### Page extract
I have been a remote worker for months but being forced to spend more time at home threw me off base a little bit. Whereas, in the past, I was working from home by choice, now I have to spend most of my personal time at home too. This is a big difference for me.
Over the last few days, I have been trying to figure out ways to make sure that I start my day off on the best note possible. Part of this comes down to having a strong morning routine, but I have also discovered that starting the day off with a few small but meaningful tasks is a good way to make sure you’re in the right mindset for work.
Before I realized the magnitude of COVID, I used to start my day with the biggest task first. However, I now know that this only works if you have a lot of mental energy at the very start of your day. During these times where things are uncertain and where it’s so unclear what will happen next in your life, it can be difficult to muster up that level of energy.
Instead, I have decided to start my day with a few small but meaningful tasks that can help me transition into my work day. These tasks may not be as productive as writing an article, but that can come later in the day when I have adjusted to the work mindset.
Today I started my work day by writing a standup, responding to a message a friend sent in Slack, and by reading over the main messages which relate to my job in my team’s Slack. I also did some SEO research. Usually, I do these tasks later, but doing these tasks make me feel productive and help me get into the mindset of working.
These tasks are not procrastination -- they would need to get done anyway. Rather, they are a way for me to get started with my work without approaching the biggest task first. The first 10 or 20 minutes of my workday are now reserved for these small tasks; things that make me feel productive and help me build up my mental energy.
Doing these small tasks makes me feel like I am already ahead in my day. Indeed, they are small, and they are often simple, but I feel more productive having done them. When it comes to working on my first big task -- like writing an article -- I can now tell myself “I have already started work for today” and I don’t suffer as much from the “beginners mindset” which you get when you start a new day at work and have accomplished nothing.

### Data

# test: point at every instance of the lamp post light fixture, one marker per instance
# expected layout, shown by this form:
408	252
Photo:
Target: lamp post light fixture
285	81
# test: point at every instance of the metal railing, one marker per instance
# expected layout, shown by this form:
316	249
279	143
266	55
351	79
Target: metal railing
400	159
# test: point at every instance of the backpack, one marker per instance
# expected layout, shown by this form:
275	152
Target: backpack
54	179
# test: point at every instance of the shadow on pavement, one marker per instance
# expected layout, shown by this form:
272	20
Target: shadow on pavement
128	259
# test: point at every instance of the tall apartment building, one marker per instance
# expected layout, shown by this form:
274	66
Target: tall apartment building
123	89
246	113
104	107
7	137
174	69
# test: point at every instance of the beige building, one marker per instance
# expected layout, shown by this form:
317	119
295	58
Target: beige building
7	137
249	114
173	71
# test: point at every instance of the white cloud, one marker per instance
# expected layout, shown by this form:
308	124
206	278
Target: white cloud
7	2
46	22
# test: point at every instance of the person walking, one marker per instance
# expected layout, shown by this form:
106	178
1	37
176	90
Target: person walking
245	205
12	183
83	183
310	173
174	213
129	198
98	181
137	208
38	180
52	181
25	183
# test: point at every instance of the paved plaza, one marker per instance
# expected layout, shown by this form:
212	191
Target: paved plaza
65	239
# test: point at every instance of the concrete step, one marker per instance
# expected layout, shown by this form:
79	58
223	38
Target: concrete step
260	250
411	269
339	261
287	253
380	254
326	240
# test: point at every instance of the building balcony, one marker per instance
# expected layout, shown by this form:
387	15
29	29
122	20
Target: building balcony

### Required work
1. Render this sentence from the essay on starting the workday with small tasks into Spanish: "Doing these small tasks makes me feel like I am already ahead in my day."
2. Please carry the essay on starting the workday with small tasks forward from its last sentence.
The listing has no role in any of this.

### Answers provided
1. Hacer estas pequeñas tareas me hace sentir que ya llevo ventaja en mi día.

2.
If you’re struggling to find the mental energy you need to take on a big task in your work day, try a small one. A mini-task. Here are a few things you could do:
Write a standup (even if your team doesn’t have an official policy) Plan out your work for the day (if you haven’t done so already) Respond to a few Slack messages Send a few important emails you didn’t get around to addressing yesterday
The exact task(s) you work on will depend on your job, but it’s usually pretty easy to find these sorts of small, simple tasks to do at the start of your day.
Alternatively, you may want to try out doing a few home-related activities, considering you may be stuck inside for longer than you would usually be. For instance, you may wash the dishes you used to make breakfast so you don’t have to do them all later in the day. This is another way to get your day started on a productive note, and reduces the work you have to do later in the day.
Do whatever works for you, of course, but I think starting the day off with a small, productive task is a great way to set the tone for the rest of the day. The better you feel in the morning -- or whenever you start work -- the more likely you are to reach your goals for the day.